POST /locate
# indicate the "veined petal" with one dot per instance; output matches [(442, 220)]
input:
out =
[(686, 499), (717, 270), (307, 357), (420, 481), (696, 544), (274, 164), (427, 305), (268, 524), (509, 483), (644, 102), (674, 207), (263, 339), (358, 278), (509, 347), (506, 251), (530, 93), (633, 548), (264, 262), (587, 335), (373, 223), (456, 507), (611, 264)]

Request —
Copy out every line of the records above and reproduce each one character for character, in its original order.

Written answer —
POST /locate
# indicate the "veined petal" with one dot per instance; output matches [(442, 220)]
input:
out =
[(686, 499), (717, 270), (307, 357), (420, 481), (696, 544), (274, 164), (427, 305), (268, 524), (509, 483), (644, 102), (674, 207), (263, 339), (358, 278), (509, 347), (506, 251), (530, 93), (633, 548), (264, 262), (587, 335), (373, 223), (456, 507), (611, 264)]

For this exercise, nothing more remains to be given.